== Document extract ==
-=-=-

Though hummingbirds have been seen in recent weeks by some hummingbird enthusiasts, most of us are still waiting for our first hummer of the year. Let’s go over what the folks who study hummingbirds say about what is important for welcoming the migrating hummers, both those that will nest in your area and those that are just stopping-over on their way to their nesting areas.
- While many think that a hummingbird feeder is the most important thing for attracting these migrating hummers, those who study them point out that hummers generally use feeders to supplement their diet. As noted in ‘Attracting Hummingbirds’ , an online publication by Cornell Lab of Ornithology, hummers get “most of their nourishment” from insects and flowers.
- Provide nectar flowers that are suited to hummingbirds: hummers seem to prefer tube-shaped flowers that are red or orange (sometimes even pink or purple). Choose native plants whenever possible.
- Though you may attract migrating hummingbirds with just hummingbird feeders (likely because there are flowers and plants in the area that provide for their needs) you can increase you chances of drawing hummers to your feeders, and keeping them longer, by providing nectar flowers.
- It can be challenging to provide these nectar flowers, especially early in the growing season, so purchasing some hanging plants with nectar flowers from your local nursery will do the trick (I learned this an excellent article on BirdsAndBloom.com by wildlife photographer Steve Byland).

-=-=-

== Work instructions ==
1: According to the hummingbird passage, where do hummers get most of their nourishment?
2: Say whether each statement agrees with the hummingbird passage, answering yes or no and quoting the words that decide it: (a) The passage advises choosing native plants whenever possible. (b) Hummers rely mainly on feeders for their diet. (c) The advice about hanging plants came from an article by Steve Byland.
3: In the hummingbird passage, switch "tube-shaped" to "bell-shaped" and write out the part that begins at the words "- Provide nectar" and stops after "plants whenever possible.".
The material is separate from the hummingbird passage.

== Supplied data ==
-=-=-

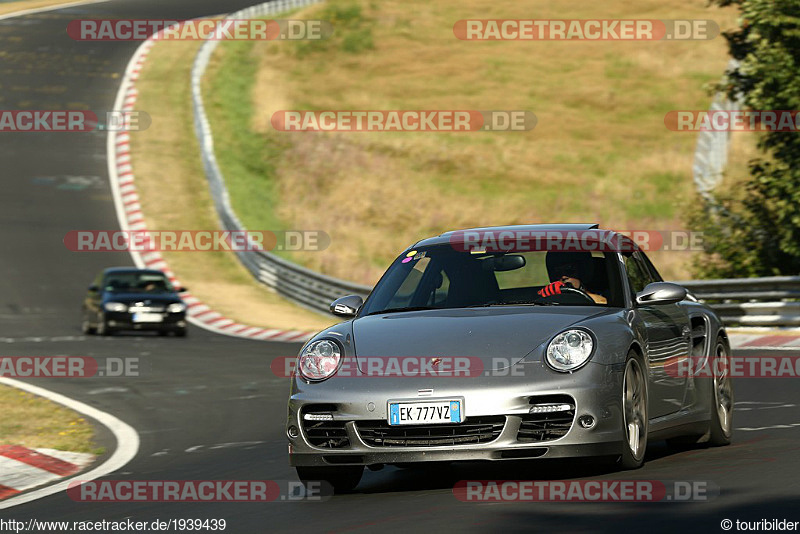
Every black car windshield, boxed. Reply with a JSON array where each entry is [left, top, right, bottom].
[[104, 271, 175, 293], [360, 245, 623, 316]]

-=-=-

== Answer section ==
1: From insects and flowers.

2:
(a) Yes: "Choose native plants whenever possible."
(b) No: "hummers generally use feeders to supplement their diet"
(c) Yes: "I learned this an excellent article on BirdsAndBloom.com by wildlife photographer Steve Byland"

3:
- Provide nectar flowers that are suited to hummingbirds: hummers seem to prefer bell-shaped flowers that are red or orange (sometimes even pink or purple). Choose native plants whenever possible.